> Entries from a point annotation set
----
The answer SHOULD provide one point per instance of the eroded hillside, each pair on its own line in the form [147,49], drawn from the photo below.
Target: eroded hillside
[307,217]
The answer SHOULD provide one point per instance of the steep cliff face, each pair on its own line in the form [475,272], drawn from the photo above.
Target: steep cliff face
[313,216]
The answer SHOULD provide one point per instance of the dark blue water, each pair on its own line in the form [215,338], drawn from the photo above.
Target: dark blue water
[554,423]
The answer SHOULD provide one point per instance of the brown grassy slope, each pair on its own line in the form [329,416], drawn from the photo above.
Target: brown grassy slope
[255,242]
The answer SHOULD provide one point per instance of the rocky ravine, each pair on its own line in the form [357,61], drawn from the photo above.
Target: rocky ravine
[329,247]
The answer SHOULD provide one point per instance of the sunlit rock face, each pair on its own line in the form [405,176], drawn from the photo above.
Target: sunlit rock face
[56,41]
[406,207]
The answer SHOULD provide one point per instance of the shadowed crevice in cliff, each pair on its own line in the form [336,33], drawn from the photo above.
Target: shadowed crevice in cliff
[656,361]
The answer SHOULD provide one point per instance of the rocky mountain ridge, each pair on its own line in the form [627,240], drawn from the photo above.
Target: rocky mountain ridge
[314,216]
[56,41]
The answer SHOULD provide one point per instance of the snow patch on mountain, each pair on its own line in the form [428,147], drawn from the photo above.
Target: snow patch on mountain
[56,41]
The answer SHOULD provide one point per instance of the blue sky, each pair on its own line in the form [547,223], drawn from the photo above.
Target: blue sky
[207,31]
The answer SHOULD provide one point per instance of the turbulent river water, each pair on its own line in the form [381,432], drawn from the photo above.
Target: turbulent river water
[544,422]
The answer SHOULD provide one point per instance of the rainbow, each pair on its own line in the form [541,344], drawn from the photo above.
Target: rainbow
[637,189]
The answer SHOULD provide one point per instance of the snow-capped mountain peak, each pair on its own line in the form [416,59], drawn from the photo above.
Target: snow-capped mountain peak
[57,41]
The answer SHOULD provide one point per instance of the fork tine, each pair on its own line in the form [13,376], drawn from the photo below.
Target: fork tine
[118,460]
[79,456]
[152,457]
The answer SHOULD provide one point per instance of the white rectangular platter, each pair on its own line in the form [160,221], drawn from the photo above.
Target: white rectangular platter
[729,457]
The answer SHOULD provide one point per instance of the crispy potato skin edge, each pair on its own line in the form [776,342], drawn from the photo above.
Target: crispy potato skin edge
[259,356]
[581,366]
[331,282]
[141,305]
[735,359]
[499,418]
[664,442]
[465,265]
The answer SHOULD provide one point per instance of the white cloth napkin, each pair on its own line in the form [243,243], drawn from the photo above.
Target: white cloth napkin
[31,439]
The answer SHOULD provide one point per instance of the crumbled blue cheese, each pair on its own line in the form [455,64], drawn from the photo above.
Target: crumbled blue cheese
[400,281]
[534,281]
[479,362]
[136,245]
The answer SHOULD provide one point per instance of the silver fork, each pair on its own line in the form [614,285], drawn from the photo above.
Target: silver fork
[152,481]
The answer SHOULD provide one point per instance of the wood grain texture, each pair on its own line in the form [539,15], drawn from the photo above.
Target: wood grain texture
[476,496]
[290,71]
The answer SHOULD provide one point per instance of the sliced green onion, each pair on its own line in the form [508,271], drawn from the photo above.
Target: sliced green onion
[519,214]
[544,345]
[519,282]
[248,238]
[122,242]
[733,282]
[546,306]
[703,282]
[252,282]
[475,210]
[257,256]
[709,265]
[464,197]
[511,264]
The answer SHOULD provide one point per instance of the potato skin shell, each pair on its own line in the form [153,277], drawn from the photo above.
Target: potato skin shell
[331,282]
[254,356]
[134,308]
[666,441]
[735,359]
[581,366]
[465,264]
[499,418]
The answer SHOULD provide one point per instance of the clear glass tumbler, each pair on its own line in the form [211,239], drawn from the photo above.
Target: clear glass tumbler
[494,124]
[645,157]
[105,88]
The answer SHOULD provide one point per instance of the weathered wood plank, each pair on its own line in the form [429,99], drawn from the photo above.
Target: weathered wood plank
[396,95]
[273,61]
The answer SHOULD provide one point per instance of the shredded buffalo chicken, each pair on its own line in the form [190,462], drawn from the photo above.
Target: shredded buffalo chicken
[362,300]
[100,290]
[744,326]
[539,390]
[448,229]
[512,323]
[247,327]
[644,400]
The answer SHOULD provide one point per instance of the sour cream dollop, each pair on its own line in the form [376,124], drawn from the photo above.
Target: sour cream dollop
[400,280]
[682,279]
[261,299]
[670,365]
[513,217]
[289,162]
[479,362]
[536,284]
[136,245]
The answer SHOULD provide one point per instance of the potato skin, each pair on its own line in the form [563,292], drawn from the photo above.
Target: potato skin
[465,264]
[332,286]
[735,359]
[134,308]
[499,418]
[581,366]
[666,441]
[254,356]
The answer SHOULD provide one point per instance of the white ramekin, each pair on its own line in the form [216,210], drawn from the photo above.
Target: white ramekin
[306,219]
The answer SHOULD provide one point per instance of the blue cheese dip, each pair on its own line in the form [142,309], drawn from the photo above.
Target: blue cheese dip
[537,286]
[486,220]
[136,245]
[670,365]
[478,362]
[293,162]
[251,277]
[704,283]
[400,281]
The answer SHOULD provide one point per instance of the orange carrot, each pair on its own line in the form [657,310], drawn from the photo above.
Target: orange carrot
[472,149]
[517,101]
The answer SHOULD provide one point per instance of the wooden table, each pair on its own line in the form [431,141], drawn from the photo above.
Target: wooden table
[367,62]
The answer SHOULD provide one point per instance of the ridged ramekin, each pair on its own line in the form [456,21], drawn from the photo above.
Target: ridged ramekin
----
Copy each line exactly, from the line containing "The answer SHOULD provide one point per instance of the orange" down to the last line of the material, and no other lines.

> RESULT BELOW
The answer SHOULD provide one point per instance of the orange carrot, each pair on its own line in the form [657,310], drawn from the photo above.
Target: orange carrot
[472,149]
[517,101]
The answer SHOULD provide one point per instance of the wooden table, each pair on its own line in the form [431,141], drawn from the photo above.
Target: wooden table
[367,62]
The answer SHOULD provide one point per instance of the ridged ramekin, each pair on its own line in the form [456,21], drawn from the photo above.
Target: ridged ramekin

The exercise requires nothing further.